# PAGE EXTRACT:
Features of Chapter 11 reorganization
Chapter 11 retains many of the features present in all, or most, bankruptcy proceedings in the U.S. It provides additional tools for debtors as well. Most importantly, 11 U.S.C. § 1108 empowers the trustee to operate the debtor's business. In Chapter 11, unless a separate trustee is appointed for cause, the debtor, as debtor in possession, acts as trustee of the business.
Chapter 11 affords the debtor in possession a number of mechanisms to restructure its business. A debtor in possession can acquire financing and loans on favorable terms by giving new lenders first priority on the business's earnings. The court may also permit the debtor in possession to reject and cancel contracts. Debtors are also protected from other litigation against the business through the imposition of an automatic stay. While the automatic stay is in place, creditors are stayed from any collection attempts or activities against the debtor in possession, and most litigation against the debtor is stayed, or put on hold, until it can be resolved in bankruptcy court, or resumed in its original venue. An example of proceedings that are not necessarily stayed automatically are family law proceedings against a spouse or parent. Further, creditors may file with the court seeking relief from the automatic stay.
If the business is insolvent, its debts exceed its assets and the business is unable to pay debts as they come due, the bankruptcy restructuring may result in the company's owners being left with nothing; instead, the owners' rights and interests are ended and the company's creditors are left with ownership of the newly reorganized company.
All creditors are entitled to be heard by the court. The court is ultimately responsible for determining whether the proposed plan of reorganization complies with the bankruptcy law.
One controversy that has broken out in bankruptcy courts concerns the proper amount of disclosure that the court and other parties are entitled to receive from the members of the ad hoc creditor's committees that play a large role in many such proceedings.
Chapter 11 plan
Chapter 11 usually results in reorganization of the debtor's business or personal assets and debts, but can also be used as a mechanism for liquidation. Debtors may "emerge" from a chapter 11 bankruptcy within a few months or within several years, depending on the size and complexity of the bankruptcy. The Bankruptcy Code accomplishes this objective through the use of a bankruptcy plan. The debtor in possession typically has the first opportunity to propose a plan during the period of exclusivity. This period allows the debtor 120 days from the date of filing for chapter 11, to propose a plan of reorganization before any other party in interest may propose a plan. If the debtor proposes a plan within the 120-day exclusivity period, a 180-day exclusivity period from the date of filing for chapter 11 is granted in order to allow the debtor to gain confirmation of the proposed plan. With some exceptions, the plan may be proposed by any party in interest. Interested creditors then vote for a plan.
If the judge approves the reorganization plan and if the creditors all agree the plan can be confirmed. If at least one class of creditors votes against the plan and thus objects, the plan may nonetheless be confirmed if the requirements of cramdown are met. In order to be confirmed over their objection the plan must not discriminate against that class of creditors, and the plan must be found fair and equitable to that class.
Upon its confirmation, the plan becomes binding and identifies the treatment of debts and operations of the business for the duration of the plan.
If a plan cannot be confirmed, the court may either convert the case to a liquidation under chapter 7, or, if in the best interests of the creditors and the estate, the case may be dismissed resulting in a return to the status quo before bankruptcy. If the case is dismissed, creditors will look to non-bankruptcy law in order to satisfy their claims.

# DATASET RECORDS:

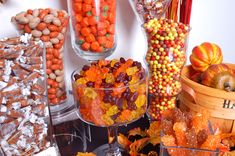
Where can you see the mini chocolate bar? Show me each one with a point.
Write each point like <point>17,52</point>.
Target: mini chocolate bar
<point>23,102</point>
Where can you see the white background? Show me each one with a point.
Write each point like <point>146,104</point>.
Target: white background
<point>211,20</point>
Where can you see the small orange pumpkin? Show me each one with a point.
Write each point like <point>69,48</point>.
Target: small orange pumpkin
<point>205,55</point>
<point>219,76</point>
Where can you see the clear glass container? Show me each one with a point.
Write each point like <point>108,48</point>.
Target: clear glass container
<point>108,106</point>
<point>50,26</point>
<point>92,28</point>
<point>25,122</point>
<point>149,9</point>
<point>186,151</point>
<point>166,56</point>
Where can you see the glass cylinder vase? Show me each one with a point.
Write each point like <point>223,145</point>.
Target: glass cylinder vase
<point>166,56</point>
<point>93,28</point>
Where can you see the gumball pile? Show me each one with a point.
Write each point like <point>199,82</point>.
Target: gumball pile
<point>166,56</point>
<point>111,92</point>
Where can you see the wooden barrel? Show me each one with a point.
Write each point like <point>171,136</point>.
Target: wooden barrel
<point>219,103</point>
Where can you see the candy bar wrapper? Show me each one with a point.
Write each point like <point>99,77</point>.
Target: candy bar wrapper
<point>25,127</point>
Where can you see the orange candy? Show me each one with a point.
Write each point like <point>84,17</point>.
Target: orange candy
<point>98,21</point>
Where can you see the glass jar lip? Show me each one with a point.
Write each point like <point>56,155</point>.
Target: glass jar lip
<point>145,77</point>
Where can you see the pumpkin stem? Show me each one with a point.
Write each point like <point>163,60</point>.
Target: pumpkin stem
<point>227,86</point>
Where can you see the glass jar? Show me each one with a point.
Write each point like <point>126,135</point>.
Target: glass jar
<point>50,26</point>
<point>166,56</point>
<point>149,9</point>
<point>25,127</point>
<point>92,28</point>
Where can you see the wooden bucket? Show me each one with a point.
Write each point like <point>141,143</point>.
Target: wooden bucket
<point>219,103</point>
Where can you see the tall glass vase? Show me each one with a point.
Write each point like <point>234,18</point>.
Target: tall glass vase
<point>166,55</point>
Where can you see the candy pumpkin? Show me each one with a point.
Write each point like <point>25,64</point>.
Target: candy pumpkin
<point>219,76</point>
<point>205,55</point>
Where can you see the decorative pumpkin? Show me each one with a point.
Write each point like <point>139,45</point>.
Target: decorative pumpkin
<point>196,77</point>
<point>219,76</point>
<point>205,55</point>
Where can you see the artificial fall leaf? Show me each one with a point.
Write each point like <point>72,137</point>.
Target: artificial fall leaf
<point>136,131</point>
<point>228,139</point>
<point>137,145</point>
<point>155,140</point>
<point>123,141</point>
<point>154,129</point>
<point>223,148</point>
<point>232,153</point>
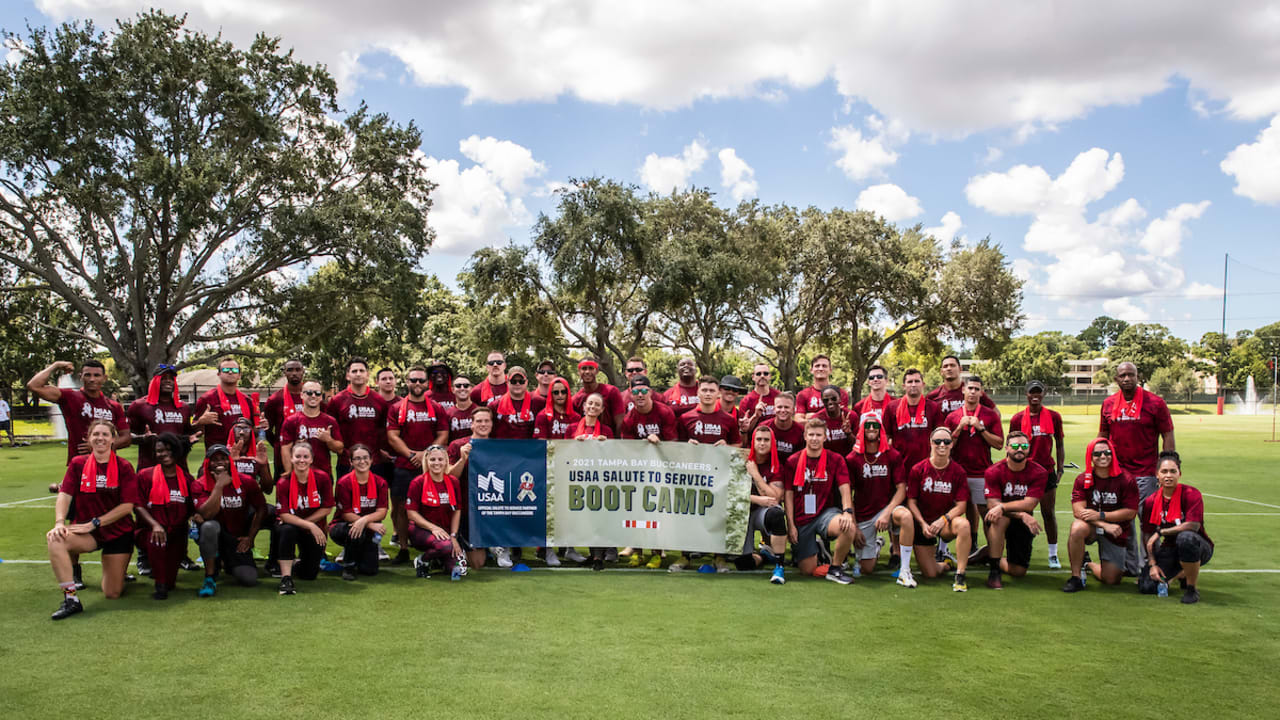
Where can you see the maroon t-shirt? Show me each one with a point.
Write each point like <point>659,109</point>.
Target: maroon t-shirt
<point>80,410</point>
<point>936,491</point>
<point>951,400</point>
<point>298,427</point>
<point>361,420</point>
<point>809,400</point>
<point>346,504</point>
<point>837,440</point>
<point>1002,483</point>
<point>910,437</point>
<point>516,422</point>
<point>615,406</point>
<point>876,479</point>
<point>480,397</point>
<point>163,418</point>
<point>790,441</point>
<point>554,427</point>
<point>1137,440</point>
<point>439,515</point>
<point>659,420</point>
<point>88,505</point>
<point>284,497</point>
<point>1042,443</point>
<point>1114,492</point>
<point>172,515</point>
<point>970,450</point>
<point>754,399</point>
<point>709,428</point>
<point>421,423</point>
<point>1192,505</point>
<point>824,491</point>
<point>233,513</point>
<point>460,422</point>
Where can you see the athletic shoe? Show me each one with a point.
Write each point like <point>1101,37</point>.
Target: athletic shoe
<point>905,578</point>
<point>209,588</point>
<point>502,555</point>
<point>71,606</point>
<point>837,575</point>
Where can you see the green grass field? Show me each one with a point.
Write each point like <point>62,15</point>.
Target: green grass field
<point>649,643</point>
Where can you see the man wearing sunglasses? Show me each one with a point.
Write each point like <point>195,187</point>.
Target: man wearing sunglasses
<point>494,383</point>
<point>460,415</point>
<point>314,427</point>
<point>1013,488</point>
<point>414,423</point>
<point>361,417</point>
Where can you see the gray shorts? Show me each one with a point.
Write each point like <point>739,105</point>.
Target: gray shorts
<point>807,536</point>
<point>978,491</point>
<point>1107,550</point>
<point>868,529</point>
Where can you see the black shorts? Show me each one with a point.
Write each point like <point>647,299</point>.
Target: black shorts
<point>122,545</point>
<point>1018,543</point>
<point>401,482</point>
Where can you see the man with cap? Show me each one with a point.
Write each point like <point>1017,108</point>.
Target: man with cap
<point>588,373</point>
<point>160,411</point>
<point>229,511</point>
<point>439,378</point>
<point>1045,429</point>
<point>516,411</point>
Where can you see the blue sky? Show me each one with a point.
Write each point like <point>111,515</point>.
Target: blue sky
<point>1164,112</point>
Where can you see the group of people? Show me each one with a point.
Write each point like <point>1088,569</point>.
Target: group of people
<point>830,477</point>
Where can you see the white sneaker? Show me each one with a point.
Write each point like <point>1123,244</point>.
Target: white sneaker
<point>905,578</point>
<point>502,556</point>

# WRITTEN EXERCISE:
Please answer from the Chapter 11 text: how many days from the chapter 11 filing date does the exclusivity period give the debtor to propose a plan of reorganization before any other party in interest may do so?

# ANSWER TO THIS PROBLEM:
120 days.